#### [Exercise goal]
Everything from the line containing "the dog's black" down to the last line of the entries below must be transcribed exactly, and nothing else.

********

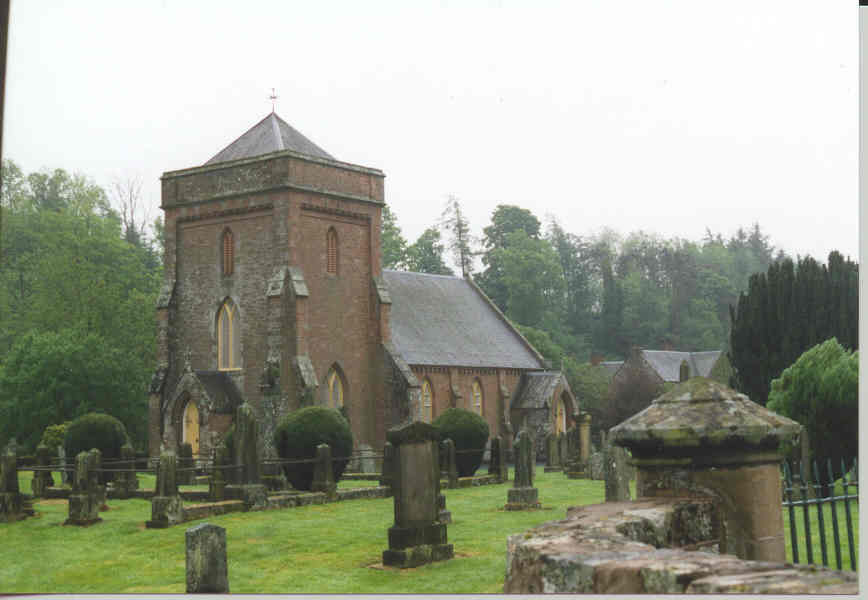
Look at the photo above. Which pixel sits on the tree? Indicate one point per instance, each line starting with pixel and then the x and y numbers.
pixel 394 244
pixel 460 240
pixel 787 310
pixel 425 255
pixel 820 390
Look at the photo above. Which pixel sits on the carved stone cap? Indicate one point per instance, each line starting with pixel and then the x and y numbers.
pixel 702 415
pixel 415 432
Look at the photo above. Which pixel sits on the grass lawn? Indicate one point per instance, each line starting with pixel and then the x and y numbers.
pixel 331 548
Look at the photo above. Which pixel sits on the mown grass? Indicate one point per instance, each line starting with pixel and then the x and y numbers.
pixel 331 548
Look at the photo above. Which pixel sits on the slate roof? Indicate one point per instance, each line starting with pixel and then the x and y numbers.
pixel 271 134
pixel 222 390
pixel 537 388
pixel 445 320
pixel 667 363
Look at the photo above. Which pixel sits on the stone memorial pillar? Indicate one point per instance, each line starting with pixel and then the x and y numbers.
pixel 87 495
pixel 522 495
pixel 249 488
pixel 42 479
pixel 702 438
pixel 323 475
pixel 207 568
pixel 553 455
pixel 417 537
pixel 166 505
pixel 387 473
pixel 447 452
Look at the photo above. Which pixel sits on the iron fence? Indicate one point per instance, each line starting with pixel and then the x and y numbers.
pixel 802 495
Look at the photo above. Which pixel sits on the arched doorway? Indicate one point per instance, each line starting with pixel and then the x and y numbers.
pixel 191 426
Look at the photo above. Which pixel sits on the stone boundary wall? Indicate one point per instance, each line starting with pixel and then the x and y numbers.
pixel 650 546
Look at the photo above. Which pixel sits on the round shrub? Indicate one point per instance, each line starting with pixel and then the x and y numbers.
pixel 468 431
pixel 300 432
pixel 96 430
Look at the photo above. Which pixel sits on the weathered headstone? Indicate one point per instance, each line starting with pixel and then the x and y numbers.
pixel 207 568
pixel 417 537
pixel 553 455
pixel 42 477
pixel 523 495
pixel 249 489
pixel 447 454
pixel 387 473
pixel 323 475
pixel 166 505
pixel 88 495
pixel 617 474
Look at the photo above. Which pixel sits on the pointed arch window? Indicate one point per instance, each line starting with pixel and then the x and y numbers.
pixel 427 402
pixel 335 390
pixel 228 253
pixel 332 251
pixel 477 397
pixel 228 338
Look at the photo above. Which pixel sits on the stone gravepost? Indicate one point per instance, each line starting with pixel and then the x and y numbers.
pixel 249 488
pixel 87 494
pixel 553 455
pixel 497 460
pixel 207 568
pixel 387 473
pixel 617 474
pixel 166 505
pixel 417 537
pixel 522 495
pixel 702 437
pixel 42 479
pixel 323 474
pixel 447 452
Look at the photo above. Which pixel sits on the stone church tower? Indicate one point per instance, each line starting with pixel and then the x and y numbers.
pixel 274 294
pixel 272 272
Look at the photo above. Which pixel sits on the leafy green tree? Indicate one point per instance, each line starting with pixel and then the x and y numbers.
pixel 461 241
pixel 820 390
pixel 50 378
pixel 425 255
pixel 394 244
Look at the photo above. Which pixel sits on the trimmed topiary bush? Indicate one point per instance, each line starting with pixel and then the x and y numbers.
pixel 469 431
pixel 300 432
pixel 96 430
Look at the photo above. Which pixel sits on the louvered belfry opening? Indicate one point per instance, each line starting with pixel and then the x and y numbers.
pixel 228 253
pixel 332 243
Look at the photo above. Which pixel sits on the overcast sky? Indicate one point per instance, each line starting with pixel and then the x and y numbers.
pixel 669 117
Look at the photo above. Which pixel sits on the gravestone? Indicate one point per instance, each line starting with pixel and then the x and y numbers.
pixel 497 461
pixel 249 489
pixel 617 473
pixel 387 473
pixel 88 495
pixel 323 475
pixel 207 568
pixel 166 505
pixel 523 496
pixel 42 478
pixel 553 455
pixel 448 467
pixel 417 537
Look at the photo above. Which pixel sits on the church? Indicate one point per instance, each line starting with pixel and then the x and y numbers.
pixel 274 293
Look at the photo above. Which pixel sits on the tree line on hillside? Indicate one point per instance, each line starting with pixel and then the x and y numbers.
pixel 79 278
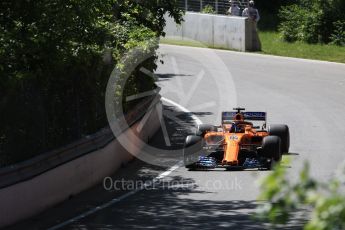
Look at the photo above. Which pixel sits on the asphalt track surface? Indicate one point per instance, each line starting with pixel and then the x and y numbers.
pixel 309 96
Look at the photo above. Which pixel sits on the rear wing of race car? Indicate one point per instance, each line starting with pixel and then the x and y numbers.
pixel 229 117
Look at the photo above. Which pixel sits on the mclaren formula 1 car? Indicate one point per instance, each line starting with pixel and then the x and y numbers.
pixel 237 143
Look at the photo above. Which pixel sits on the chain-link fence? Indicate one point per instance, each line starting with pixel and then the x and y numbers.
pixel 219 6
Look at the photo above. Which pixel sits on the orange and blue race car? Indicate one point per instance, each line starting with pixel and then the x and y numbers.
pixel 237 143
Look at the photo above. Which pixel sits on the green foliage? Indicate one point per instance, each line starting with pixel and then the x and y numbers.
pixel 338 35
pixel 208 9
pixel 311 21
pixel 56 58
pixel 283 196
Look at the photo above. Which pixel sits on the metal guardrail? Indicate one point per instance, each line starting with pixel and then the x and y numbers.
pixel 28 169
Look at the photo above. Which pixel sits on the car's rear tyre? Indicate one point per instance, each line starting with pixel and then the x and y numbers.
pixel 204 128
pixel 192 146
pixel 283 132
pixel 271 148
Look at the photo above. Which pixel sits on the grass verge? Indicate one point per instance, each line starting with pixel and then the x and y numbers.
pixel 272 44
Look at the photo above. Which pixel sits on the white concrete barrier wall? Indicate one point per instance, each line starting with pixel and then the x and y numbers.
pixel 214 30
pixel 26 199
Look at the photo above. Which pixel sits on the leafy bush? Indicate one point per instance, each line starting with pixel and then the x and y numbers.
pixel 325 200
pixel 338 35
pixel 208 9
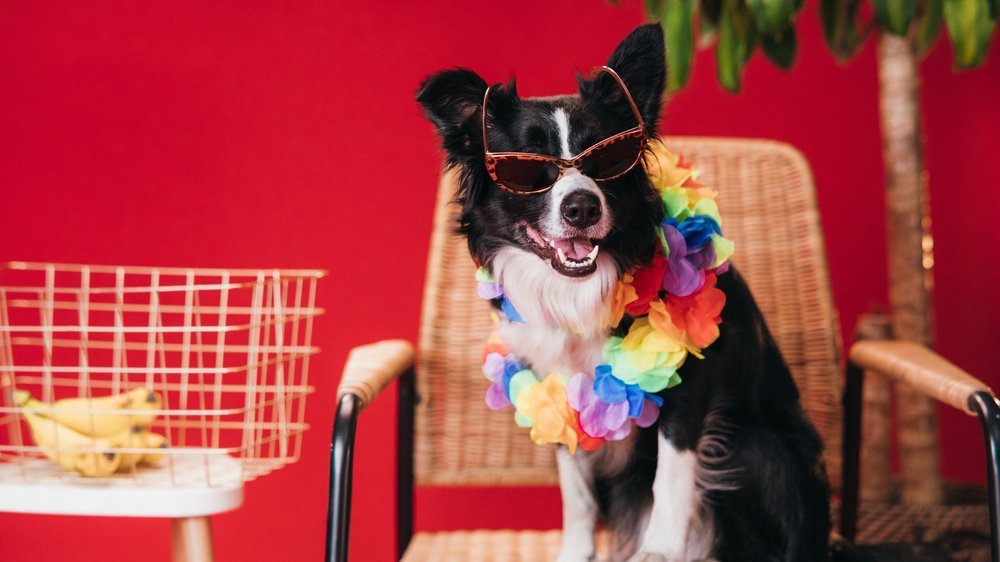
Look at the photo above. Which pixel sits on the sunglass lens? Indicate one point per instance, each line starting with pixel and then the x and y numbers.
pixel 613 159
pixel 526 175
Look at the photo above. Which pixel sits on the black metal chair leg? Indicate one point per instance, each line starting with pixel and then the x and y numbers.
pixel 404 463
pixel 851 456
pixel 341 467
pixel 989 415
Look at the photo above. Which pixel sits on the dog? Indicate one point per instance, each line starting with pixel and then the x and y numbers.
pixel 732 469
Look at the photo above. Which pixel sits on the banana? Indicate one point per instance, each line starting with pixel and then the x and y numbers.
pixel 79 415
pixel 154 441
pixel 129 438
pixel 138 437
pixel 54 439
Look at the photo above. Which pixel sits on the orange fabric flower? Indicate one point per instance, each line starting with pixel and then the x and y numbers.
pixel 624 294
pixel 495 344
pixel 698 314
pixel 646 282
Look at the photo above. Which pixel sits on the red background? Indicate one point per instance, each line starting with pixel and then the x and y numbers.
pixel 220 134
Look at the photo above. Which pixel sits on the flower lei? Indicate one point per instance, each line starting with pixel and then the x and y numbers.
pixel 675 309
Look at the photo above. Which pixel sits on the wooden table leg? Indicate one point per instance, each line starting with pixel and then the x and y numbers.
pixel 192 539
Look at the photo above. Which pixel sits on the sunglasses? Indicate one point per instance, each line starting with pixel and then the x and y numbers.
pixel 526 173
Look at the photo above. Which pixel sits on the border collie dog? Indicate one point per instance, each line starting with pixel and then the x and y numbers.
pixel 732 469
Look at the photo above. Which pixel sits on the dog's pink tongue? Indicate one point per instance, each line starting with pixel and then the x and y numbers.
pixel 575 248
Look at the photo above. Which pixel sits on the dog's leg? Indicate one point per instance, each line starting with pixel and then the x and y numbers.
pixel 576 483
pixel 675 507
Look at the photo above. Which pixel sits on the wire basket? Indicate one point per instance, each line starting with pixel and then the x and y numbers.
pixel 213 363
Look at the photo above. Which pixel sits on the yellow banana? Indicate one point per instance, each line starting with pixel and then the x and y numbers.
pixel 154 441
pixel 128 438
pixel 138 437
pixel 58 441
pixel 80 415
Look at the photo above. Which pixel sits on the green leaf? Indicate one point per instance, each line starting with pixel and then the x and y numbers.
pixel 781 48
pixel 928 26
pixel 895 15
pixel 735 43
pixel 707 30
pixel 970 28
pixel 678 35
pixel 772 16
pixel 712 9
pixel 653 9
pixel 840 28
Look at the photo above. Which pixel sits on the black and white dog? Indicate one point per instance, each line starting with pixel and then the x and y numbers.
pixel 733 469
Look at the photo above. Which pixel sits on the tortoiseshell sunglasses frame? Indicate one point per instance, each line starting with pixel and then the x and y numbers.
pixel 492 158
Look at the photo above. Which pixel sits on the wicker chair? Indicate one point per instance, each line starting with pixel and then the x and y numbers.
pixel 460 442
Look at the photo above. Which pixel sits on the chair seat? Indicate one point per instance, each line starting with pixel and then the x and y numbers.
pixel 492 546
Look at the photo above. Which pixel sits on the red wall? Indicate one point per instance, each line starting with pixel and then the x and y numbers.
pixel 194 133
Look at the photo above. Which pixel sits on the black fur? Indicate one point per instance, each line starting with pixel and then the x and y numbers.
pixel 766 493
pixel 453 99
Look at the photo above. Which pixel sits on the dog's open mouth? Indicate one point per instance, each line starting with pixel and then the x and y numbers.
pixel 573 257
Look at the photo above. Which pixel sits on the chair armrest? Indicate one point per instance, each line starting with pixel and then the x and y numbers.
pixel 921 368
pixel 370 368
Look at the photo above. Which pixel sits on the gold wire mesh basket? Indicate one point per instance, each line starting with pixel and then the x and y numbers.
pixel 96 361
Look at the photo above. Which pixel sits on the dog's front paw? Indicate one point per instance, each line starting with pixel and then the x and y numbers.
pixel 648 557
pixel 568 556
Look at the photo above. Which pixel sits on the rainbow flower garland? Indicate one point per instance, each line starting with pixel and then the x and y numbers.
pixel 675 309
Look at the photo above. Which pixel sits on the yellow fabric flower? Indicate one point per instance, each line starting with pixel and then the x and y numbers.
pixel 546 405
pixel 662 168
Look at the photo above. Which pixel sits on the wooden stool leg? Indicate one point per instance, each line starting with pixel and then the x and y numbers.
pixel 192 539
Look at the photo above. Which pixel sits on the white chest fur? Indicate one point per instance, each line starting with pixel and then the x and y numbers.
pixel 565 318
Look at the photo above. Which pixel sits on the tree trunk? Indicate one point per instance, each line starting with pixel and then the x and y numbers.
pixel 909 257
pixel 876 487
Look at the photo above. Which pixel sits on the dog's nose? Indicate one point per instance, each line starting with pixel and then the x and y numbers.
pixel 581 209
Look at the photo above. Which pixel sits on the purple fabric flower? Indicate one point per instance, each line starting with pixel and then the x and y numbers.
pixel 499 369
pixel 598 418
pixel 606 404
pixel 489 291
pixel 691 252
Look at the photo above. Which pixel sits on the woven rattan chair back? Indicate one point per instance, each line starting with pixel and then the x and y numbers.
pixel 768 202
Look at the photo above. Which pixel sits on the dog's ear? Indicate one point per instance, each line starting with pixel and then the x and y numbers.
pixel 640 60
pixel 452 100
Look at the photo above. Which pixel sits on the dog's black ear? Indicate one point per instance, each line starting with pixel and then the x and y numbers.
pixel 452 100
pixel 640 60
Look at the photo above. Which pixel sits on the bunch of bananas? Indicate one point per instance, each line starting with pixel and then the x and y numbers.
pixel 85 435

********

#### [Result]
Look at the photo above. Which pixel sits on the dog's black ear? Indicate one point per instance, each line starting with pixel and then the x and y numbers.
pixel 452 100
pixel 640 60
Look at the photo above. Which pixel sits on the bunch of bananas? Indicate one point per instance, each line starting with pixel and then the x and y numbers.
pixel 85 435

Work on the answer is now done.